== Exercise materials
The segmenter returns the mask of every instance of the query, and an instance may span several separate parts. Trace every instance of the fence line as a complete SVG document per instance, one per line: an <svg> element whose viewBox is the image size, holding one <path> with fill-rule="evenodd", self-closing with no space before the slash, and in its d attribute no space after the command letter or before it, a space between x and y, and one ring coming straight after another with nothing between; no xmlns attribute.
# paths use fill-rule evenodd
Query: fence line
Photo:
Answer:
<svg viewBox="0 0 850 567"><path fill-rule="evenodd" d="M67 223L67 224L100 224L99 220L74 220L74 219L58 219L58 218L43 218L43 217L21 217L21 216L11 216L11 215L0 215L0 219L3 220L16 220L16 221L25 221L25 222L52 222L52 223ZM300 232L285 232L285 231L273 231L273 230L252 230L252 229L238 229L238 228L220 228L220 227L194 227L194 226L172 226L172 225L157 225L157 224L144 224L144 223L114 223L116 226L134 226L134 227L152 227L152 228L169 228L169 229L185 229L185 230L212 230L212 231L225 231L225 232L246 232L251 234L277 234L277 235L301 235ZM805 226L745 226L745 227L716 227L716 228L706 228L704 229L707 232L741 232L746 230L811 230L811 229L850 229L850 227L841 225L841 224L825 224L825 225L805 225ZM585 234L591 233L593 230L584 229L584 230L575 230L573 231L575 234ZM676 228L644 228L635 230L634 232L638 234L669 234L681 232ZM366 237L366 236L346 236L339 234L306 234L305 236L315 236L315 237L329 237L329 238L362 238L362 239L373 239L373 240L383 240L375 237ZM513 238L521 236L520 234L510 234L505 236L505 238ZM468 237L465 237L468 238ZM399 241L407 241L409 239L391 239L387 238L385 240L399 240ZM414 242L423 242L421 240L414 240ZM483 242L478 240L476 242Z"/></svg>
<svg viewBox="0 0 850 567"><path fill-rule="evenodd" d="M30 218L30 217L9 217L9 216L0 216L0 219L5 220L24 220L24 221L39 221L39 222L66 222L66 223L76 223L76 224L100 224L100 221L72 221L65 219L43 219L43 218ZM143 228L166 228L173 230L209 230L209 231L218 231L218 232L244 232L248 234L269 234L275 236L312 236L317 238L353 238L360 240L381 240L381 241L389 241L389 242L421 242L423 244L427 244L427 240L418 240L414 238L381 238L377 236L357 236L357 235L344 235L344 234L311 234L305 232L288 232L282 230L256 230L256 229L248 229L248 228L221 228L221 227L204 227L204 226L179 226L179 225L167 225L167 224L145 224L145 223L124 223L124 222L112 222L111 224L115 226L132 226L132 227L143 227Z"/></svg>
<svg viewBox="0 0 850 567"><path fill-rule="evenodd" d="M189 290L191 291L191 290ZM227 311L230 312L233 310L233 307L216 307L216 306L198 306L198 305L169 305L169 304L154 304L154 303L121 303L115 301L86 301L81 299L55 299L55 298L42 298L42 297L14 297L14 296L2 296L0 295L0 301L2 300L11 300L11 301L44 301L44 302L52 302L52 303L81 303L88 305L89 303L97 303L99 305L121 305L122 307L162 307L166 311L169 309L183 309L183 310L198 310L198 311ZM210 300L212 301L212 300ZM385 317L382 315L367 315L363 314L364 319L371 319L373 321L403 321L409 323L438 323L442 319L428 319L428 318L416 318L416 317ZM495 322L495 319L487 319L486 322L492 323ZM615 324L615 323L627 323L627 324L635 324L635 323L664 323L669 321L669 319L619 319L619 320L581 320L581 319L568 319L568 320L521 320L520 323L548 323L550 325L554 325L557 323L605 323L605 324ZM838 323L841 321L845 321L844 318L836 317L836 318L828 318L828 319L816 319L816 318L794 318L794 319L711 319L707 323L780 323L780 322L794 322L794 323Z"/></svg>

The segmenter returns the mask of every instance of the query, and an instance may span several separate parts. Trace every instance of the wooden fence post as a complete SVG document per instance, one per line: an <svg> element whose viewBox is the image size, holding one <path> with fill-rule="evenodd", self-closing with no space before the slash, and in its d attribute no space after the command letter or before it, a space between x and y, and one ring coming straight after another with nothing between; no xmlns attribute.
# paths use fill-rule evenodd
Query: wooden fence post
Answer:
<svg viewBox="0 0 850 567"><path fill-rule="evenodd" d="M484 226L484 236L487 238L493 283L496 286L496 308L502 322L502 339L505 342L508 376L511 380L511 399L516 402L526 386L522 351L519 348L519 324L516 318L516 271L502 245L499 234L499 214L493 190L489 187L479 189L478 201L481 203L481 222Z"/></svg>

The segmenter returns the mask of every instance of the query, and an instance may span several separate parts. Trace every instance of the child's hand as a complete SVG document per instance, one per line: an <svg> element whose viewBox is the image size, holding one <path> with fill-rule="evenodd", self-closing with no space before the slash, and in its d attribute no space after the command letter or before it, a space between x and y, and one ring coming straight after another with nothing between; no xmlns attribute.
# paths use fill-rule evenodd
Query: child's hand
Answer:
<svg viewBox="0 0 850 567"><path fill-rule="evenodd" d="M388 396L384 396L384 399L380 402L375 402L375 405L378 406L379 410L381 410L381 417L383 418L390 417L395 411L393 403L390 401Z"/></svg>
====
Problem requirements ▸
Please transcribe the listing in full. Keep each line exact.

Completed exercise ▸
The segmenter returns the mask of every instance of the query, and an instance may span several separate parts. Trace every instance of the fence line as a complete SVG document per instance, one per line: an <svg> element whose viewBox is the image size, holding one <path> with fill-rule="evenodd", self-closing with no space before the slash, and in its d attribute no space after the command letter or before it, a space between x and y, and one ring coming straight after another with nothing between; no xmlns attribute.
# paths use fill-rule evenodd
Query: fence line
Photo:
Answer:
<svg viewBox="0 0 850 567"><path fill-rule="evenodd" d="M67 223L67 224L100 224L99 220L74 220L74 219L58 219L58 218L43 218L43 217L21 217L21 216L11 216L11 215L0 215L0 219L3 220L16 220L16 221L25 221L25 222L52 222L52 223ZM300 232L285 232L285 231L273 231L273 230L252 230L252 229L238 229L238 228L220 228L220 227L194 227L194 226L172 226L172 225L157 225L157 224L144 224L144 223L114 223L116 226L134 226L134 227L152 227L152 228L169 228L169 229L185 229L185 230L212 230L212 231L225 231L225 232L246 232L251 234L277 234L277 235L301 235ZM805 226L745 226L745 227L716 227L716 228L706 228L704 229L707 232L741 232L746 230L811 230L811 229L850 229L850 227L841 225L841 224L825 224L825 225L805 225ZM585 234L591 233L593 230L584 229L584 230L575 230L573 231L575 234ZM676 228L644 228L635 230L634 232L638 234L669 234L681 232ZM366 237L366 236L346 236L339 234L306 234L305 236L315 236L315 237L329 237L329 238L362 238L362 239L373 239L373 240L383 240L375 237ZM513 238L521 236L520 234L510 234L505 236L505 238ZM468 237L465 237L468 238ZM399 241L407 241L409 239L391 239L387 238L385 240L399 240ZM414 242L423 242L421 240L414 240ZM483 242L478 240L476 242Z"/></svg>
<svg viewBox="0 0 850 567"><path fill-rule="evenodd" d="M30 218L30 217L9 217L9 216L0 216L0 219L5 220L24 220L24 221L39 221L39 222L66 222L66 223L76 223L76 224L100 224L100 221L72 221L65 219L43 219L43 218ZM143 228L166 228L173 230L209 230L209 231L218 231L218 232L244 232L248 234L269 234L275 236L312 236L317 238L353 238L360 240L381 240L381 241L389 241L389 242L421 242L423 244L427 244L427 240L418 240L414 238L381 238L377 236L357 236L357 235L344 235L344 234L311 234L305 232L288 232L282 230L256 230L256 229L248 229L248 228L221 228L221 227L204 227L204 226L179 226L179 225L167 225L167 224L145 224L145 223L124 223L124 222L112 222L111 224L115 226L132 226L132 227L143 227Z"/></svg>
<svg viewBox="0 0 850 567"><path fill-rule="evenodd" d="M189 290L191 291L191 290ZM227 311L230 312L233 310L233 307L216 307L216 306L198 306L198 305L169 305L169 304L154 304L154 303L121 303L115 301L86 301L81 299L55 299L55 298L42 298L42 297L14 297L14 296L2 296L0 295L0 301L2 300L11 300L11 301L44 301L44 302L52 302L52 303L81 303L88 305L89 303L97 303L99 305L121 305L122 307L162 307L166 311L169 309L183 309L183 310L198 310L198 311ZM210 300L212 301L212 300ZM385 317L382 315L367 315L363 314L364 319L371 319L373 321L403 321L409 323L438 323L442 319L428 319L428 318L416 318L416 317ZM495 322L495 319L487 319L486 322L492 323ZM615 324L615 323L627 323L627 324L635 324L635 323L664 323L669 321L669 319L619 319L619 320L581 320L581 319L568 319L568 320L521 320L520 323L548 323L550 325L554 325L557 323L605 323L605 324ZM838 323L841 321L845 321L844 318L836 317L836 318L828 318L828 319L816 319L816 318L794 318L794 319L711 319L707 323L780 323L780 322L794 322L794 323Z"/></svg>

The segmenter returns the mask of every instance of the query, and an instance may span several separate parts. Trace every instance of the wooden fence post as a complete SVG document per instance, one per line: an <svg> element whose viewBox is the image size, holding one <path> with fill-rule="evenodd", self-closing with no space before the slash, and in its d attribute no space after the command letter or before it, a space between x and y, and one ring coming straight after another with nothing between; no xmlns attribute.
# paths use fill-rule evenodd
Query: wooden fence post
Answer:
<svg viewBox="0 0 850 567"><path fill-rule="evenodd" d="M484 226L484 236L487 238L493 283L496 286L496 308L502 322L502 339L505 342L508 376L511 380L511 399L516 402L526 386L522 351L519 348L519 324L516 318L516 271L502 245L499 234L499 214L493 190L489 187L479 189L478 201L481 203L481 222Z"/></svg>

The segmenter returns the mask of every instance of the query, and an instance may span several separate parts. Trace every instance of the child's hand as a complete SVG document per instance, one per line: an <svg> element whose viewBox is the image size, holding one <path> with fill-rule="evenodd", self-closing with no space before the slash, and in its d attribute no space after the command letter or before it, a space between x and y, and one ring coming straight after another with nothing between; no xmlns attribute.
# paths use fill-rule evenodd
Query: child's hand
Answer:
<svg viewBox="0 0 850 567"><path fill-rule="evenodd" d="M388 396L384 396L384 399L380 402L375 402L375 405L378 406L379 410L381 410L381 417L383 418L390 417L395 411L393 403L390 401Z"/></svg>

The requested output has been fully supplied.